Extrait choisi:
-------

BLOOD ON THE HIGHWAY Ken Hensley
NL Distribution/Underclass

C'est Noël en juillet ! Peut-être à cause de la météo… Je me préparais à quelques séances revival pour chroniquer le retour d'une vieille gloire du rock, quand je lis derrière la pochette que c'est Jorn Lande qui chante sur l'album de Ken Hensley… Merci Ess ! Petit rappel pour les plus jeunes internautes : Hensley fut guitariste-claviériste-chanteur au sein d'Uriah Heep de 1970 à 1980, puis a émigré aux USA et enregistré deux albums avec Blackfoot. Salisbury , c'est lui ; l'hymne Easy Livin' c'est encore lui. Soit un multi instrumentiste talentueux doublé d'un compositeur émérite. Il a débuté sa carrière avec Mick Taylor (celui des Stones) et Greg Lake (celui de King Crimson puis d'Emerson, Lake and Palmer). De la même génération que Page, Blackmore, Lord, Dio, Iommi (ces papys qui ont fait le hard rock), il a côtoyé le gratin de la scène rock anglaise des années 60/70. Il a tout connu du Sex and drugs and rock'n'roll que chantait Ian Dury mais… n'en est pas mort. Il a composé ce concept album d'après son autobiographie.

La pochette en reflète l'ambiance mélancolique et le propos (l'espoir est au bout du chemin du cœur). Typo beurk mais c'est pour rappeler l'époque Uriah Heep… J'ai d'abord eu peur que ça soit mou du genou. Car le sujet promettait (du sang mais surtout) des larmes, selon l'éternelle rengaine du mec qui s'est brûlé les ailes au soleil du star system : il a tout perdu à force de trop vouloir, s'est drogué mais se repent maintenant qu'il a vu la lumière, blablabla... Hensley ne serait pas le premier rocker, ayant échoué en dépression avec perte d'identité, à raconter cette histoire de rêves de gloire brisés, gisant éparpillés entre bouteilles et petites pilules. Je craignais la mièvrerie du premier degré, les dégoulis de vœux pieux du genre « on ne m'y reprendra plus » (le nez dans le sac) et un côté pauvre garçon has been. Mais je me trompais ! Blood On The Highway est un opéra-rock jamais grandiloquent et toujours sensible, qui conte l'ascension, la chute et la possible dernière chance d'un type qui a sacrifié sa vie à son ambition et qui, revenu de tout, décide d'exister. Son propos respire la sincérité et le talent de composition est là : on sent que ce par quoi il est passé l'a bonifié. Pas une once de démonstration technique dans ces 14 titres, seulement la recherche de belles mélodies. Une production impeccable, un son direct et rond, chaleureux. De l'âme : l'émotion est au rendez-vous de bout en bout, les chansons étant servies par des vocalistes d'exception. Le génie du bonhomme a été de savoir s'entourer afin d'offrir une dimension moderne à sa musique. Il ne tombe donc jamais dans la redite ni le stérile flashback.

-------

Données d'annotation par points:
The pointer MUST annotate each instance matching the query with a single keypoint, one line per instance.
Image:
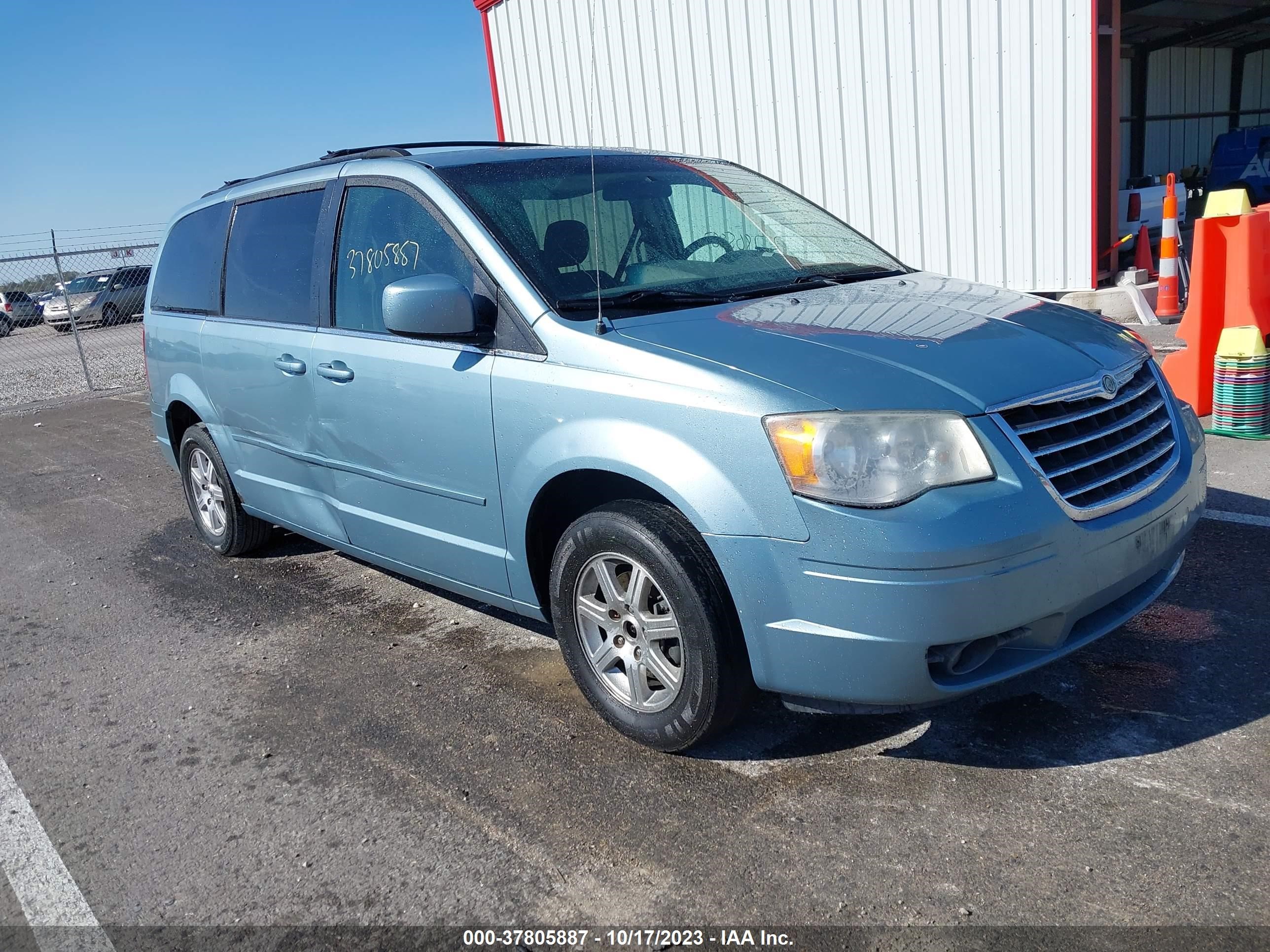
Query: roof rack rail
(390, 151)
(403, 146)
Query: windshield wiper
(640, 298)
(804, 281)
(847, 277)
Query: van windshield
(660, 233)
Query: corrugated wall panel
(1256, 88)
(955, 134)
(1184, 80)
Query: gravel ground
(38, 364)
(298, 739)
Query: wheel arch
(563, 499)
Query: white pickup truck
(1146, 206)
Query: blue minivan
(713, 435)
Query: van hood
(921, 342)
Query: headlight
(876, 459)
(1191, 423)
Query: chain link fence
(70, 311)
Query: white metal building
(978, 139)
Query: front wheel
(214, 504)
(647, 626)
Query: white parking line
(1244, 518)
(55, 908)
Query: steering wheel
(746, 254)
(706, 240)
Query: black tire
(243, 532)
(717, 682)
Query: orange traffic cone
(1166, 300)
(1142, 253)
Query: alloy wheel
(208, 492)
(629, 633)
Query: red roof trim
(1096, 192)
(483, 5)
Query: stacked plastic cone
(1241, 385)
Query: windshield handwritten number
(397, 253)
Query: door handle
(290, 366)
(337, 371)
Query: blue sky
(121, 113)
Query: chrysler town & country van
(713, 435)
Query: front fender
(750, 498)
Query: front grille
(1099, 453)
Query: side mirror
(431, 305)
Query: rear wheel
(214, 504)
(647, 626)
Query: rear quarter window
(188, 274)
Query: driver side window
(387, 235)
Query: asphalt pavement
(298, 739)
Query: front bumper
(849, 616)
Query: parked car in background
(715, 436)
(1241, 159)
(1145, 205)
(105, 298)
(19, 310)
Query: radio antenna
(595, 199)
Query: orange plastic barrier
(1166, 296)
(1142, 259)
(1230, 287)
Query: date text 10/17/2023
(624, 938)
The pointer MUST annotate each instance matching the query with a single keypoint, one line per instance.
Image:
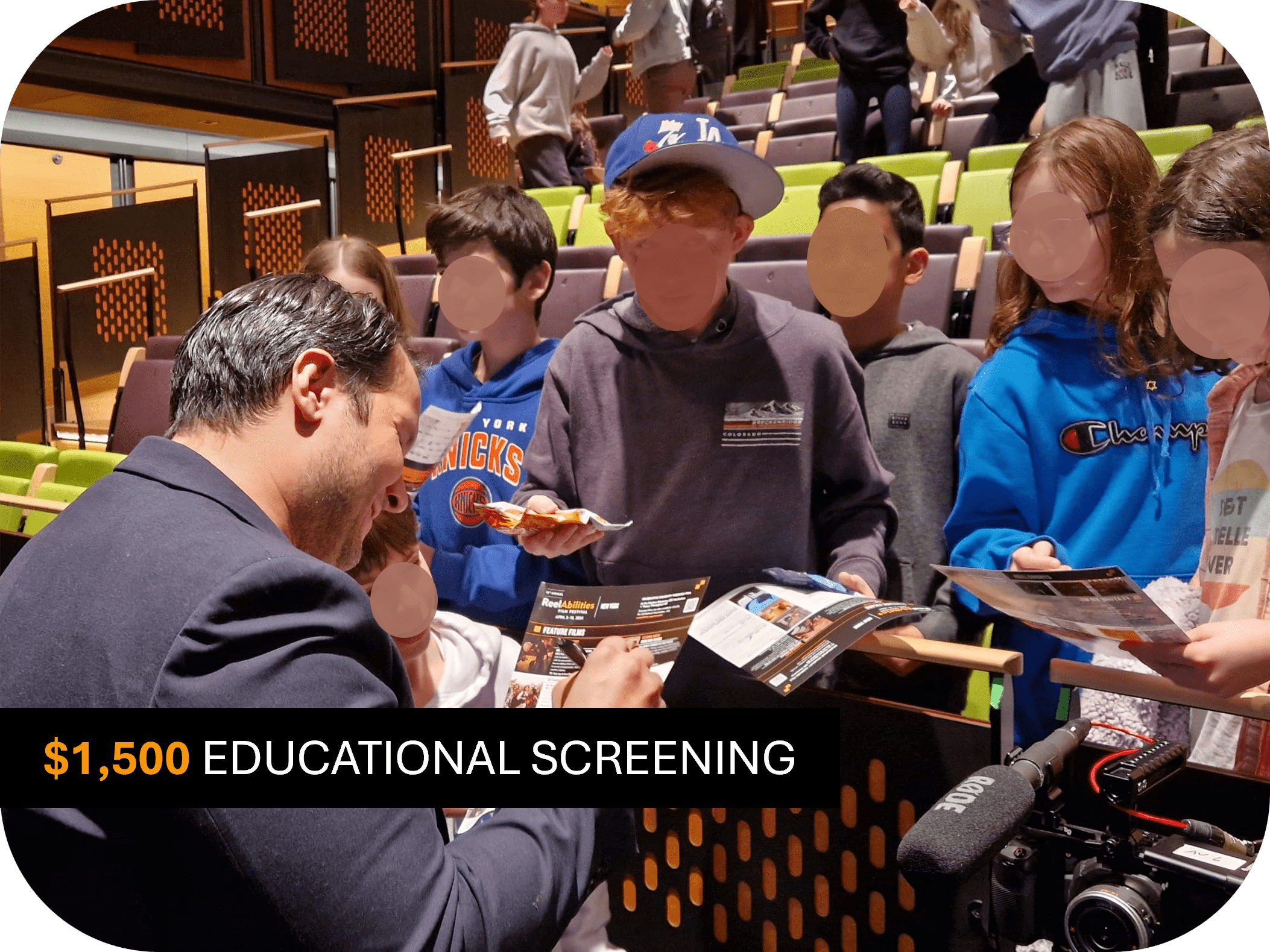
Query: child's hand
(561, 540)
(1222, 658)
(856, 584)
(1037, 558)
(615, 676)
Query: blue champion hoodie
(481, 573)
(1057, 447)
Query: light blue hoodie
(1057, 447)
(482, 573)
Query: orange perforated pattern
(321, 26)
(209, 14)
(280, 244)
(390, 33)
(121, 307)
(376, 151)
(490, 39)
(485, 158)
(774, 878)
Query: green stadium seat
(978, 696)
(995, 157)
(929, 188)
(909, 164)
(21, 460)
(797, 213)
(10, 515)
(816, 73)
(558, 195)
(982, 198)
(50, 490)
(762, 69)
(559, 218)
(770, 81)
(1177, 140)
(808, 174)
(591, 229)
(83, 467)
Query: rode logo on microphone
(965, 793)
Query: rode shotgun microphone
(978, 816)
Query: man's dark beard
(326, 521)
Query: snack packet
(517, 521)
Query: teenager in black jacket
(870, 45)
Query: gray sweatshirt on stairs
(733, 453)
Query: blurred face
(353, 471)
(553, 13)
(681, 271)
(499, 285)
(861, 266)
(413, 645)
(1088, 277)
(1218, 303)
(356, 283)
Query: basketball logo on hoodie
(464, 498)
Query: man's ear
(744, 226)
(314, 381)
(915, 266)
(537, 281)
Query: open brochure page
(783, 635)
(568, 621)
(1093, 608)
(438, 429)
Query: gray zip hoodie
(536, 83)
(733, 453)
(915, 389)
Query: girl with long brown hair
(1082, 437)
(1217, 197)
(360, 268)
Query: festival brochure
(783, 635)
(568, 621)
(1092, 608)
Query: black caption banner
(569, 758)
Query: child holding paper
(1082, 437)
(1217, 197)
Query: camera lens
(1109, 918)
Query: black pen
(574, 652)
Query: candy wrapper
(517, 521)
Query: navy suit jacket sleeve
(283, 632)
(381, 878)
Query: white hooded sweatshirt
(479, 663)
(536, 84)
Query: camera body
(1107, 890)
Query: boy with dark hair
(481, 573)
(735, 442)
(915, 386)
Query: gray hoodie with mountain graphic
(536, 83)
(737, 452)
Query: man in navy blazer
(207, 572)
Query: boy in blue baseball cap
(723, 422)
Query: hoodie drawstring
(1158, 415)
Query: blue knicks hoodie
(481, 573)
(1055, 446)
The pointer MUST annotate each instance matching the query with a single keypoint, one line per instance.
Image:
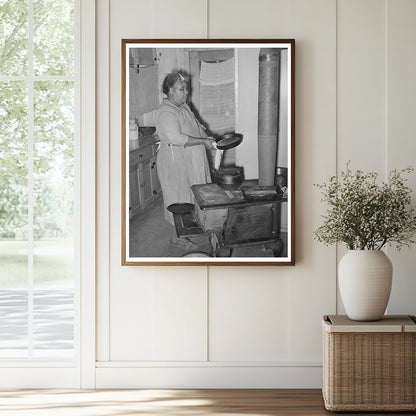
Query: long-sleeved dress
(179, 167)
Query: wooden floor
(165, 402)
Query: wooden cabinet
(144, 185)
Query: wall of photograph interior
(255, 326)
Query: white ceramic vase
(364, 278)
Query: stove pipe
(268, 116)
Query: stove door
(250, 224)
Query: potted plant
(366, 215)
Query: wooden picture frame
(183, 201)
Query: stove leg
(213, 241)
(276, 247)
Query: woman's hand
(210, 143)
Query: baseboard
(209, 377)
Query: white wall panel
(260, 19)
(361, 84)
(354, 101)
(401, 140)
(311, 283)
(139, 326)
(248, 315)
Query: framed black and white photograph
(208, 152)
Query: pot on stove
(230, 177)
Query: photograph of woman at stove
(181, 160)
(208, 155)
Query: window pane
(53, 320)
(53, 197)
(14, 321)
(53, 37)
(13, 37)
(13, 220)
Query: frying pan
(229, 140)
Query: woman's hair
(170, 80)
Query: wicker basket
(369, 366)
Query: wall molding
(209, 376)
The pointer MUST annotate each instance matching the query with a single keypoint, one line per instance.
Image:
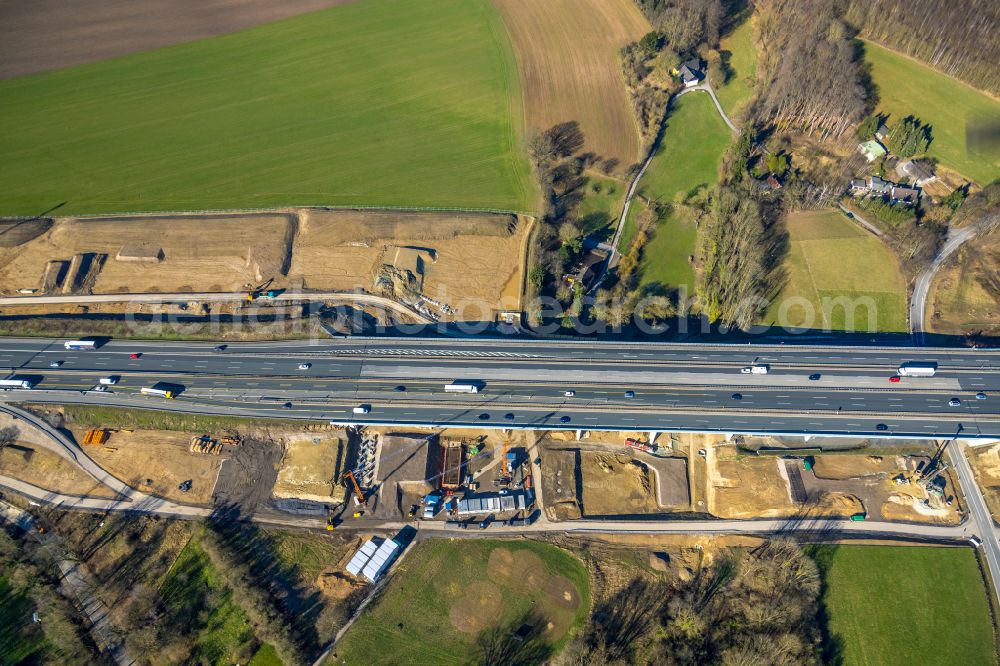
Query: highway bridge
(811, 390)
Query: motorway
(677, 387)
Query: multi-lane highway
(637, 386)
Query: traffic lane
(568, 350)
(447, 370)
(296, 387)
(548, 418)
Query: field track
(567, 52)
(41, 35)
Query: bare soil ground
(156, 462)
(41, 35)
(985, 462)
(471, 261)
(311, 467)
(616, 484)
(49, 471)
(567, 52)
(559, 484)
(965, 295)
(838, 485)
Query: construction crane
(357, 489)
(934, 466)
(256, 292)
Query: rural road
(918, 302)
(980, 513)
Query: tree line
(809, 70)
(958, 37)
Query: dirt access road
(41, 35)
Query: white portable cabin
(381, 560)
(361, 558)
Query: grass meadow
(447, 593)
(830, 258)
(194, 589)
(905, 605)
(742, 58)
(689, 154)
(687, 159)
(384, 103)
(907, 87)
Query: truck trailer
(80, 344)
(917, 369)
(15, 383)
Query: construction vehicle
(96, 437)
(206, 445)
(262, 291)
(359, 497)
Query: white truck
(461, 387)
(15, 383)
(917, 369)
(80, 344)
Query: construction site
(435, 263)
(861, 483)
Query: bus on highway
(80, 344)
(15, 383)
(167, 391)
(461, 387)
(917, 369)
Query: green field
(447, 593)
(385, 103)
(831, 259)
(665, 264)
(743, 62)
(906, 87)
(905, 605)
(601, 205)
(689, 154)
(195, 591)
(688, 158)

-------

Consigne écrite:
Poursuivez la critique de l'album Blood On The Highway à la suite de sa dernière phrase. Les items n'ont ici aucune utilité.

Résultat final:
C'est old school mais c'est brillant, racé. Le mix aéré met en valeur voix et instruments. C'est sûr, si vous écoutez juste avant certaines productions récentes du genre heavy-prog symphonique (Dream Theater, Symphony X), la stéréo va vous paraître un peu sèche et l'espace sonore sérieusement moins rempli. Mais attardez-vous et vous serez happés par cette musique. C'est ce qu'on a appelé rock progressif, le feeling intact et le côté bavard en moins.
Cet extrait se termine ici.